> _PROBLEM TO WORK ON_
Repeat the records. Leave nothing out.

> _RAW DATA_
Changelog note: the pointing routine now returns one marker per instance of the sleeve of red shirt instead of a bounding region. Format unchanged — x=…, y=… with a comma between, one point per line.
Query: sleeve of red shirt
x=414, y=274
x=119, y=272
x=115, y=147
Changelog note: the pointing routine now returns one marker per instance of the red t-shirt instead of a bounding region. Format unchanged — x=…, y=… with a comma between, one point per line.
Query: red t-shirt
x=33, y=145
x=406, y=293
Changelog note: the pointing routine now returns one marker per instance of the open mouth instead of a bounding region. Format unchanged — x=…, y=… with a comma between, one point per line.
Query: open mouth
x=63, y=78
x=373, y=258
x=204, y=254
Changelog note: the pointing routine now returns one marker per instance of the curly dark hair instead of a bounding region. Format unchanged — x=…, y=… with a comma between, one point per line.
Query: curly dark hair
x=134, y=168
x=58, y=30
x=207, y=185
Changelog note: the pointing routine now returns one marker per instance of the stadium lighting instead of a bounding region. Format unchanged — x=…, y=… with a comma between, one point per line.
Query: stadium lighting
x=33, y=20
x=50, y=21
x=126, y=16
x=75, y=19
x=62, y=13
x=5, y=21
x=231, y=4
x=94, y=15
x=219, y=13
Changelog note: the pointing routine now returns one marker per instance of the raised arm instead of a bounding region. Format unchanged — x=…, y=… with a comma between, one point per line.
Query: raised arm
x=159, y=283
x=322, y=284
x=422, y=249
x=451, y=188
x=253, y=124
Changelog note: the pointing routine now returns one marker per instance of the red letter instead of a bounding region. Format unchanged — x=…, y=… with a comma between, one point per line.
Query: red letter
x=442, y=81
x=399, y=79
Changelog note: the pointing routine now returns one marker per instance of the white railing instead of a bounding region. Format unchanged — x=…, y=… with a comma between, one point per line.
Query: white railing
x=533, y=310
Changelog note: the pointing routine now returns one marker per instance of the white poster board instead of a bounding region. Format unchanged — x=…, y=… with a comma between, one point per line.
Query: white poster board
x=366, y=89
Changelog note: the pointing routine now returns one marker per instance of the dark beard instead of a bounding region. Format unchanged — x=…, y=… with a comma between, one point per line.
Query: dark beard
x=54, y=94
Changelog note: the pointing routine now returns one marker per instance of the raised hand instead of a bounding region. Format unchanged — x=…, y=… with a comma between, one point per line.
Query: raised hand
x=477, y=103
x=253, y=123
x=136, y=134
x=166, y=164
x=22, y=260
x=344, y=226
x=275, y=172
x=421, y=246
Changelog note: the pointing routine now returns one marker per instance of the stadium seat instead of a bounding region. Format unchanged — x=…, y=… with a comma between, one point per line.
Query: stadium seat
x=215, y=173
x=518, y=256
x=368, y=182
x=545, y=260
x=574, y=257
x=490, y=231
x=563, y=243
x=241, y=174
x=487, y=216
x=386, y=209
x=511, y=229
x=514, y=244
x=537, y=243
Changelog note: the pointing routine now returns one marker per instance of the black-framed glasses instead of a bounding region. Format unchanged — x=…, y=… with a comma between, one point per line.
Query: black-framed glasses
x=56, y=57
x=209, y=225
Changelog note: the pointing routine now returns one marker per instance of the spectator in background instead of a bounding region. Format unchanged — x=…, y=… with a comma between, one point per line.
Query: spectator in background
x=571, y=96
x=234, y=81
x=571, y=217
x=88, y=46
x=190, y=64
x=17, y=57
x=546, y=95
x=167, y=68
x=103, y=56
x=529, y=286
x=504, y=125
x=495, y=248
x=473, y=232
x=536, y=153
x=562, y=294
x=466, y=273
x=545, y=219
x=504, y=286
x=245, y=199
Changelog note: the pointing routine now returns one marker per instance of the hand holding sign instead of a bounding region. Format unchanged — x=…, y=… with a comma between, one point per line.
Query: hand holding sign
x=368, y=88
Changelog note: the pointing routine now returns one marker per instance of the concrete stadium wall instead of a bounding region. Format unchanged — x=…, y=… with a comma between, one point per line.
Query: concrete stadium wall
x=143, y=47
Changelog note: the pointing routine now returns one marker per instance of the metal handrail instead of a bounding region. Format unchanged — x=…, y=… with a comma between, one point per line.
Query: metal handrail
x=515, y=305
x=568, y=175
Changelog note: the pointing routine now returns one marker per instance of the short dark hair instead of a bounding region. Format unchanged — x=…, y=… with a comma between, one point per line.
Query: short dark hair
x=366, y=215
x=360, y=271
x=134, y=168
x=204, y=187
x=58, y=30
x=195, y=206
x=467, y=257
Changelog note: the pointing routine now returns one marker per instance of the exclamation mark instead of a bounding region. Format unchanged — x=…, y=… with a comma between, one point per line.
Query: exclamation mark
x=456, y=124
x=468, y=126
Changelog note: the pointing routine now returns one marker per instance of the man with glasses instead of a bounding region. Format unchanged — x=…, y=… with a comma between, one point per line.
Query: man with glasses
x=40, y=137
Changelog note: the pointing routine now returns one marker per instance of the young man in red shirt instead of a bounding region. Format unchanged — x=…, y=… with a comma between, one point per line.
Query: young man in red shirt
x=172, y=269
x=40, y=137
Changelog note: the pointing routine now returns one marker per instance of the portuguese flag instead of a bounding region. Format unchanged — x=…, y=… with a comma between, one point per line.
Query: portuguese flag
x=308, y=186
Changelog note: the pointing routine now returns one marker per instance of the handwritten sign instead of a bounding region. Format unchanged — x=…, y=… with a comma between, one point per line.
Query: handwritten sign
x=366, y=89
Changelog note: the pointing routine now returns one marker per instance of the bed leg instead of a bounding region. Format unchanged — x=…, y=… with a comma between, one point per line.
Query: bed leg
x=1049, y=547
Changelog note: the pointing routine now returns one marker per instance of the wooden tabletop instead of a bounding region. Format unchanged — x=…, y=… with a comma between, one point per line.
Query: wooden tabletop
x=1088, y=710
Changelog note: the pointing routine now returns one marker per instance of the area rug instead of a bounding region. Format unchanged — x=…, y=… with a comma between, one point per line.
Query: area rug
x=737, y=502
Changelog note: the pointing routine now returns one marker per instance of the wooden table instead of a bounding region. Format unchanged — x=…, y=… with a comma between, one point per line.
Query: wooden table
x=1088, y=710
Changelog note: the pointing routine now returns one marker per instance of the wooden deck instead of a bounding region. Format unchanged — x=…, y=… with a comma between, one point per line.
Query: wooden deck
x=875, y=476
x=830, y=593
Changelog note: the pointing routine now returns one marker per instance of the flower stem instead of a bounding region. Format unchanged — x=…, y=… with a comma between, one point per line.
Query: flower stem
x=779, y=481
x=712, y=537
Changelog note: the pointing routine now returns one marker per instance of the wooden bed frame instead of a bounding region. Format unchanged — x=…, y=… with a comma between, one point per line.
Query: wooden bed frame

> _WRITTEN RESPONSE_
Changelog note: the pointing routine now returns one marker per instance of the sleeve of red shirt instead of a bounding region. Format unchanged — x=…, y=… with a comma between, one point per line.
Query: sleeve of red shirt
x=414, y=274
x=119, y=272
x=115, y=147
Changelog note: the pointing routine now returns one marker per instance of the red t-shirt instead of a bounding region. Format unchanged — x=…, y=… with a comma between, one point per line.
Query: red t-shirt
x=33, y=145
x=406, y=293
Changelog note: the pointing routine now returns one marker per instance of the open mouth instead of a bounding region. Format unchanged — x=…, y=… with a comma between, one point per line.
Query: open mouth
x=63, y=78
x=373, y=258
x=204, y=254
Changelog note: the pointing routine now returns one marker per instance of the curly dark hair instead of a bounding region. Format unchanged — x=…, y=… with a comma between, one point per line.
Query: curly dark hair
x=134, y=168
x=58, y=30
x=207, y=185
Changelog note: the pointing routine now returns one marker per instance of the stadium lighting instead of a bounding region. Format unchanged — x=…, y=… with a comma between, one point per line.
Query: stadium lighting
x=33, y=20
x=50, y=21
x=126, y=16
x=75, y=19
x=62, y=13
x=5, y=21
x=231, y=4
x=94, y=15
x=219, y=13
Changelog note: the pointing routine now returns one marker per instance of the raised arm instead of a bounding region. Format unchanged — x=…, y=… with a comma between, one point per line.
Query: raised arm
x=159, y=283
x=322, y=284
x=422, y=249
x=451, y=188
x=253, y=124
Changelog note: the pointing routine now returns one marker per instance of the red letter instead of a bounding region. Format unchanged — x=…, y=… with a comma between, one point per line.
Query: red letter
x=442, y=81
x=399, y=79
Changelog note: the pointing routine now returns one marker per instance of the white railing instead of a bounding region. Format unchanged — x=…, y=… with a comma between, one point per line.
Query: white railing
x=533, y=310
Changelog note: the pointing routine now returns one marker per instance of the white poster board instead of a bounding region. Format unchanged — x=…, y=… with a comma between, one point per line.
Query: white poster board
x=366, y=89
Changelog note: the pointing routine now returns one marker per instance of the dark beard instead of a bounding region. Format unchanged — x=…, y=… with a comma between, one point per line.
Query: dark beard
x=54, y=94
Changelog note: the pointing routine now returns one marker per instance of the raised hand instead of a bounding region. Format unchanged — x=…, y=… with a comma between, one point per line.
Query: raised hand
x=477, y=103
x=253, y=123
x=136, y=134
x=166, y=164
x=22, y=260
x=344, y=226
x=275, y=172
x=421, y=246
Changelog note: the pointing routine now returns one marker per instance of the stadium seat instead of a bounding region. Format unchanged — x=…, y=… with a comma between, one point per line.
Query: stadium seat
x=215, y=173
x=518, y=256
x=368, y=182
x=545, y=260
x=574, y=257
x=490, y=231
x=563, y=243
x=241, y=174
x=487, y=216
x=386, y=209
x=511, y=229
x=514, y=244
x=537, y=243
Changelog note: the pointing routine now returns one marker per instance of the black-framed glasses instead of a bounding region. Format unchanged — x=…, y=… with a comma between, one point per line.
Query: black-framed glasses
x=56, y=57
x=209, y=225
Changelog note: the pointing routine now returns one marker per instance of the spectator in background instead of a bounding region. Format unchanged — x=…, y=… with a comma between, one point per line.
Query: spectator in background
x=571, y=96
x=234, y=81
x=571, y=217
x=88, y=46
x=190, y=64
x=17, y=57
x=546, y=95
x=167, y=68
x=103, y=56
x=529, y=286
x=504, y=125
x=495, y=248
x=473, y=232
x=536, y=153
x=562, y=294
x=466, y=273
x=545, y=219
x=504, y=286
x=245, y=199
Changelog note: the pointing routine now returns one marker per instance of the hand holding sign instead of a bounding region. Format unchanged — x=…, y=… with a comma between, one point per line.
Query: hand holding sign
x=368, y=88
Changelog note: the pointing routine now returns one marker per instance of the concrete stadium wall instead of a bounding region. Format unchanged — x=…, y=… with a comma between, one point per line.
Query: concrete stadium wall
x=143, y=47
Changelog note: the pointing routine now returns one marker per instance of the metal handrail instead of a bounding region. Format unchanged — x=…, y=… with a comma between, one point per line.
Query: metal handrail
x=515, y=305
x=568, y=175
Changelog note: the pointing routine now returns one marker per instance of the short dark hair instead of a bounding region. Format unchanged — x=…, y=… with a comma between, one point per line.
Query: short dark hair
x=366, y=215
x=360, y=271
x=134, y=168
x=204, y=187
x=58, y=30
x=195, y=206
x=467, y=257
Changelog note: the pointing routine now returns one marker per instance of the exclamation mark instead of a bounding region. Format unchanged — x=…, y=… with a comma between, one point per line.
Query: exclamation mark
x=456, y=124
x=468, y=126
Changelog note: the pointing routine now returns one marker per instance of the man with glasses instead of a bounding region. Format unchanged — x=…, y=… with a comma between, one point per line.
Query: man with glasses
x=40, y=137
Changelog note: the pointing routine now returns one marker per instance of the young man in red shirt instead of a bounding region. Format unchanged — x=…, y=… with a comma between, one point per line.
Query: young man in red shirt
x=172, y=269
x=40, y=137
Changelog note: the pointing routine now returns one marker per instance of the portuguese flag instead of a bounding region. Format unchanged — x=…, y=… with a comma between, one point per line.
Query: portuguese flag
x=308, y=186
Changelog note: the pointing routine now returns one marker per instance of the handwritten sign instead of a bounding region. Format unchanged — x=…, y=… with a comma between, one point per line.
Query: handwritten sign
x=366, y=89
Changelog note: the pointing routine now returns one marker per instance of the bed leg instead of a bounding region. Format unchanged — x=…, y=… with a comma between, one point per line.
Query: bed leg
x=1049, y=547
Changelog note: the pointing routine now returns one marker per instance of the wooden tabletop instead of a bounding region. Format unchanged — x=…, y=… with a comma between, one point per line.
Query: wooden tabletop
x=1088, y=710
Changelog note: the pointing routine now returns one marker per instance of the area rug instead of a bounding region. Format unchanged — x=…, y=… with a comma between, one point per line.
Query: area rug
x=737, y=502
Changelog note: the pointing routine now returns one marker per instance of the wooden table instead of a bounding region. Format unchanged — x=…, y=… with a comma between, one point per line.
Query: wooden table
x=1088, y=710
Changelog note: the pointing routine now returns one marker per instance of the wooden deck instead of a bounding region. Format unchanged — x=…, y=… with a comma between, one point per line.
Query: wooden deck
x=875, y=476
x=830, y=593
Changelog note: the pointing routine now returns one marker per instance of the flower stem instead of a bounding region. Format unchanged — x=…, y=… with a comma between, one point per line.
Query: flower stem
x=779, y=481
x=712, y=537
Changelog note: the pointing routine now returns one marker per instance of the wooden bed frame instead of a bounding region. Format unchanged — x=…, y=… with a comma between, one point per line.
Query: wooden bed frame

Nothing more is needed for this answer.